_What you will do:_ Set the whole listing down again, word for word, with no pictures.

_Working data:_
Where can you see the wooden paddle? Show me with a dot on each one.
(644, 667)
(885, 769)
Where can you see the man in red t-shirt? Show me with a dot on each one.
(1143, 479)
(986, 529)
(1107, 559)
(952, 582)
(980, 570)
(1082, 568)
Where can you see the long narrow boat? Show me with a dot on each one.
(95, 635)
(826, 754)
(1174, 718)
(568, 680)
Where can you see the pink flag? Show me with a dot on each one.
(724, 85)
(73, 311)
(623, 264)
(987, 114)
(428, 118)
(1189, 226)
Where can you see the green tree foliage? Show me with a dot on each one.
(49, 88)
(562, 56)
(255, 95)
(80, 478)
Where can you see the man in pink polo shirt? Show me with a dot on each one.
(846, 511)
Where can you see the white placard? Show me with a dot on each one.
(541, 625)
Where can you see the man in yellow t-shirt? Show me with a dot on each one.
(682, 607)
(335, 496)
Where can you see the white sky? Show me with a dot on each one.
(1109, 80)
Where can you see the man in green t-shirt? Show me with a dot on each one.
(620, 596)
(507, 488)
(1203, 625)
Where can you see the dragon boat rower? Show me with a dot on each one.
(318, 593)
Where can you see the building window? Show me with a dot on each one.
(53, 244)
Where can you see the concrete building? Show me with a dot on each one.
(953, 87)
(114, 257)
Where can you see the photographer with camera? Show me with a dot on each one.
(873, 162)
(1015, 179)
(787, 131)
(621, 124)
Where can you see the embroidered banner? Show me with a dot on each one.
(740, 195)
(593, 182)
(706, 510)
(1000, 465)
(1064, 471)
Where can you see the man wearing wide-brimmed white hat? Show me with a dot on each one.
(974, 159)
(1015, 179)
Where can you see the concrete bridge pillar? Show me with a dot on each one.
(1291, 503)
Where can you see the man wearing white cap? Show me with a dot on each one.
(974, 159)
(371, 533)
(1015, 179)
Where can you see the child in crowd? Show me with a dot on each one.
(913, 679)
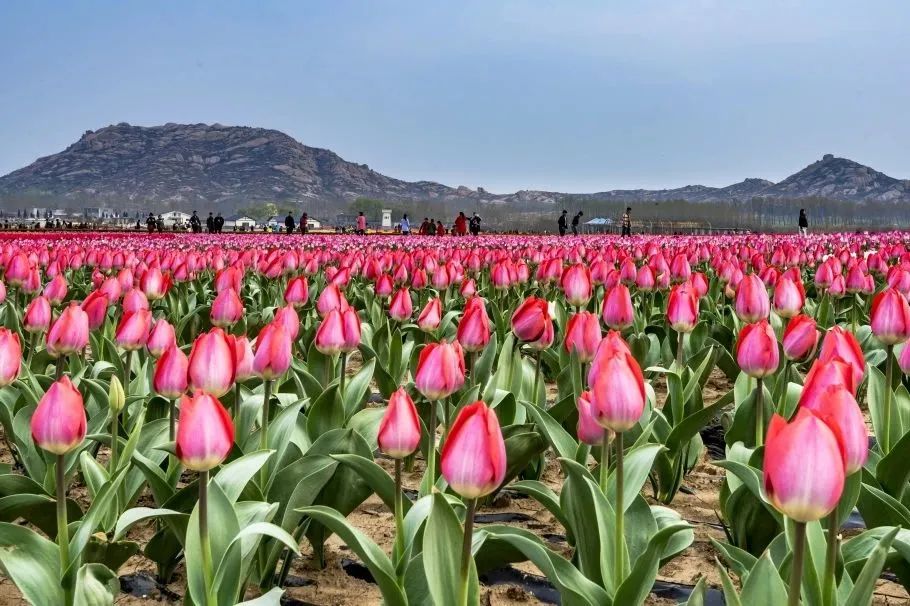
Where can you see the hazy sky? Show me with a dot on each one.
(564, 95)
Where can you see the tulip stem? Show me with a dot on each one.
(210, 598)
(759, 413)
(830, 584)
(620, 539)
(796, 570)
(399, 511)
(264, 432)
(889, 370)
(604, 461)
(466, 551)
(63, 539)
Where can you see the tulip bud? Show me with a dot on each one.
(800, 338)
(473, 458)
(399, 430)
(58, 424)
(440, 370)
(205, 433)
(756, 350)
(431, 316)
(69, 333)
(116, 398)
(273, 352)
(582, 335)
(170, 379)
(10, 356)
(589, 432)
(890, 317)
(474, 327)
(211, 363)
(618, 312)
(803, 467)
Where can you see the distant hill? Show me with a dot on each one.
(183, 165)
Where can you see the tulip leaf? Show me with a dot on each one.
(764, 585)
(378, 478)
(442, 539)
(96, 585)
(557, 437)
(32, 563)
(378, 563)
(864, 586)
(637, 464)
(634, 589)
(272, 598)
(574, 588)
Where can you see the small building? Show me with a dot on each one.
(240, 223)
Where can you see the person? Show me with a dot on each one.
(627, 222)
(475, 224)
(575, 221)
(289, 223)
(461, 225)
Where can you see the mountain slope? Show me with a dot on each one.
(181, 165)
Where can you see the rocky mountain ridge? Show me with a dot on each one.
(181, 165)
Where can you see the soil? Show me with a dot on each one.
(341, 582)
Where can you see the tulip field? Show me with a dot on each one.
(498, 420)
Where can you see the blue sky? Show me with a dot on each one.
(569, 96)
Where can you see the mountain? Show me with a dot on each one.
(184, 165)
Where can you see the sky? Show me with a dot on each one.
(571, 96)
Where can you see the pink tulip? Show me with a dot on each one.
(618, 312)
(273, 352)
(205, 434)
(803, 467)
(10, 356)
(170, 378)
(227, 308)
(474, 327)
(582, 335)
(431, 316)
(58, 424)
(617, 391)
(69, 332)
(212, 363)
(133, 330)
(440, 370)
(400, 307)
(161, 337)
(890, 317)
(756, 350)
(800, 338)
(473, 458)
(37, 316)
(399, 430)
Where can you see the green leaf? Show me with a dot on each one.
(96, 585)
(32, 563)
(378, 479)
(764, 585)
(442, 539)
(369, 553)
(861, 594)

_Solution to this exercise:_
Where can you see the wooden paddle? Show me with a dot on each one.
(644, 667)
(885, 769)
Where can you see the man in red t-shirt? Show me with a dot on each one.
(1143, 479)
(986, 529)
(1107, 559)
(952, 582)
(980, 570)
(1082, 568)
Where can you see the long narrow boat? Show me with a dot on each one.
(95, 635)
(826, 754)
(1174, 718)
(568, 680)
Where can you see the pink flag? Show me with a dot on each one.
(724, 85)
(73, 311)
(623, 264)
(987, 114)
(428, 118)
(1189, 226)
Where can you see the green tree foliage? Show me with a dot on each one.
(49, 88)
(562, 56)
(255, 95)
(80, 478)
Where can you see the man in pink polo shirt? Show me with a dot on each one.
(846, 511)
Where can you see the white placard? Show me with a dot on each one.
(541, 625)
Where can you see the man in yellow t-shirt? Show me with a dot on each one.
(682, 607)
(335, 496)
Where can you see the white sky? Show me with a dot on each one.
(1109, 80)
Where can you see the man in green t-shirt? Show me with a dot on each one.
(620, 596)
(507, 488)
(1203, 625)
Where can you see the dragon boat rower? Show me with a dot on each one.
(318, 593)
Where can you see the building window? Show me with a dot on each one.
(53, 244)
Where can you see the concrete building? Show me with a dot on each one.
(953, 87)
(114, 257)
Where can you see the photographer with camera? Show me with a dot on each one.
(873, 162)
(1015, 179)
(787, 131)
(621, 124)
Where can you see the embroidered banner? Show me with a dot on each one.
(740, 195)
(593, 182)
(706, 510)
(1000, 465)
(1064, 471)
Where can you see the man wearing wide-brimmed white hat? Show me with a dot on each one.
(974, 159)
(1015, 179)
Where can you see the concrete bridge pillar? Show me with a dot on each one.
(1291, 503)
Where can you see the man wearing white cap? Show me with a dot on each one.
(974, 159)
(371, 533)
(1015, 179)
Where can you see the child in crowd? Show me with a dot on each one.
(913, 679)
Where can you see the hazy sky? Show me with a dot on each one.
(564, 95)
Where can you see the tulip stem? Show me with a dot on each one.
(210, 598)
(759, 413)
(830, 584)
(620, 539)
(796, 570)
(399, 511)
(264, 432)
(889, 370)
(604, 461)
(466, 551)
(63, 539)
Where can you see the tulip bud? Show me with a dot on each one.
(800, 338)
(473, 458)
(399, 430)
(58, 424)
(440, 370)
(205, 433)
(756, 350)
(431, 316)
(69, 333)
(116, 398)
(273, 352)
(582, 335)
(170, 379)
(10, 356)
(589, 432)
(890, 317)
(474, 327)
(211, 363)
(618, 312)
(803, 467)
Where can you see the distant hill? Show me with a dot on each one.
(183, 165)
Where can you see the tulip leaf? Show me with a dot on each one.
(764, 585)
(378, 478)
(442, 539)
(96, 585)
(557, 437)
(32, 563)
(378, 563)
(864, 586)
(637, 464)
(634, 589)
(272, 598)
(574, 588)
Where can you see the small building? Show me with a dot on each one.
(240, 223)
Where can you see the person? Show me with a dot on each one.
(627, 222)
(475, 224)
(575, 221)
(289, 223)
(461, 225)
Where can you see the mountain slope? Show me with a dot on each one.
(181, 165)
Where can you see the rocky mountain ridge? Show me with a dot on each one.
(181, 165)
Where can you see the soil? Show me with a dot on each one.
(341, 582)
Where can you see the tulip field? Show me with a dot on each one.
(498, 420)
Where can you see the blue sky? Show me with a dot on each one.
(569, 96)
Where can you see the mountain? Show me with a dot on each one.
(184, 165)
Where can you see the sky? Show me with a dot on each one.
(571, 96)
Where can you see the pink tulip? Show me with a dot on each one.
(618, 312)
(273, 352)
(205, 434)
(803, 467)
(10, 356)
(170, 378)
(227, 308)
(474, 327)
(582, 335)
(431, 316)
(58, 424)
(617, 391)
(69, 332)
(212, 363)
(133, 330)
(440, 370)
(400, 307)
(161, 337)
(890, 317)
(756, 350)
(800, 338)
(473, 458)
(37, 316)
(399, 430)
Where can you see the green leaf? Show me with a dot on each one.
(96, 585)
(32, 563)
(378, 479)
(764, 585)
(442, 539)
(369, 553)
(861, 594)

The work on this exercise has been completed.